### TASK ITEM
Which lines in the data below contain the word "flower"? Pull each of them out.
★ ★ ★ ★ ★
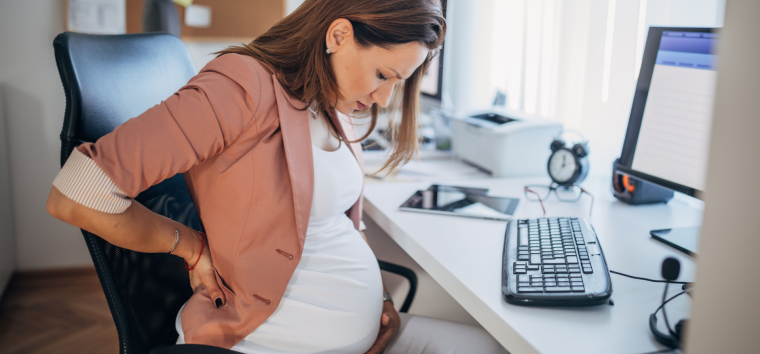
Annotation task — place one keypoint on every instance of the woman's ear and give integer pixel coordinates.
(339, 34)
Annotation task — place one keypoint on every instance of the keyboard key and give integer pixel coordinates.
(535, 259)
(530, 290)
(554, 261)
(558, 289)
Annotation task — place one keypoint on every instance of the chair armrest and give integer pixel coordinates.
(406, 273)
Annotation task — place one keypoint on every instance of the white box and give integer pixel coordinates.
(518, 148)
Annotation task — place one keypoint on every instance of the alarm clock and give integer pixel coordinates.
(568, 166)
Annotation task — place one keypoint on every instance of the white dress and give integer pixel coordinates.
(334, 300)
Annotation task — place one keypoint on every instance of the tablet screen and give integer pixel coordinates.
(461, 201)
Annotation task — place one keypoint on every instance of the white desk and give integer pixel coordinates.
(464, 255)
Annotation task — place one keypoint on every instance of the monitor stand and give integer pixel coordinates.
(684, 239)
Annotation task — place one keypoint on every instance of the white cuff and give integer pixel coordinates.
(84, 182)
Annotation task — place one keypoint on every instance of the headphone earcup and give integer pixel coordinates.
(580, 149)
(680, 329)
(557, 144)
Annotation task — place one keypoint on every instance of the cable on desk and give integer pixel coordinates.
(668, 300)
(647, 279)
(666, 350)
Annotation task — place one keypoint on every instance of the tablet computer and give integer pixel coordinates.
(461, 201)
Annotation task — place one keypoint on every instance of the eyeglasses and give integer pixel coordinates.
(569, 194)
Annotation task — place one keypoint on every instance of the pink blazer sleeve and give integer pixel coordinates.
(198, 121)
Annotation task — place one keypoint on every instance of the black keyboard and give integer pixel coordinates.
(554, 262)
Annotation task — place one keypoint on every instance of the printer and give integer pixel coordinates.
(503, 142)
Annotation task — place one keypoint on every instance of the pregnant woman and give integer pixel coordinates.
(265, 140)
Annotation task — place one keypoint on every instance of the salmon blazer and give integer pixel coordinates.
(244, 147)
★ ★ ★ ★ ★
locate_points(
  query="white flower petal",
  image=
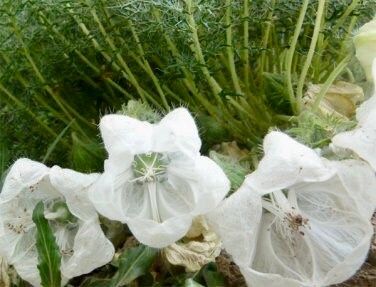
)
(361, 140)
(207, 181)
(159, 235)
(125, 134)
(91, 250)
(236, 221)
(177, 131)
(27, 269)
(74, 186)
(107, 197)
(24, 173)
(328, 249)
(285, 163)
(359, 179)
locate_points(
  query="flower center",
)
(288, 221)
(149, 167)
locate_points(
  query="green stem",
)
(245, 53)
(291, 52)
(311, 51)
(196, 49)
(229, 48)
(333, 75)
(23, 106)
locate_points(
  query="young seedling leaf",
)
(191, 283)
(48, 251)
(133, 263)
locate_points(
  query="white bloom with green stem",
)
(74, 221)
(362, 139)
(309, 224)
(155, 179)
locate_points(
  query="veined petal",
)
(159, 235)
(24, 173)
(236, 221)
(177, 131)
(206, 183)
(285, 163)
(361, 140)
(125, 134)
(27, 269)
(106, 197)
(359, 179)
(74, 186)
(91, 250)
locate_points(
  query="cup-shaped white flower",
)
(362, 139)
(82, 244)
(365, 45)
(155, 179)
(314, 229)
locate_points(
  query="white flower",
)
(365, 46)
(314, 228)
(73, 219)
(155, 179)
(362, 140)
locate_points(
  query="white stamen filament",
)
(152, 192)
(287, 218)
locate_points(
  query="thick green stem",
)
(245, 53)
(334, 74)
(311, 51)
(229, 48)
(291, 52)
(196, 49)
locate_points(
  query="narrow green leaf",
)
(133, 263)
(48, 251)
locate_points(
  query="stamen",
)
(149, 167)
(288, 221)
★ ★ ★ ★ ★
### TASK RESULT
  query="white flower petal",
  query="flower center",
  query="cup-shaped white flower",
  query="white flower",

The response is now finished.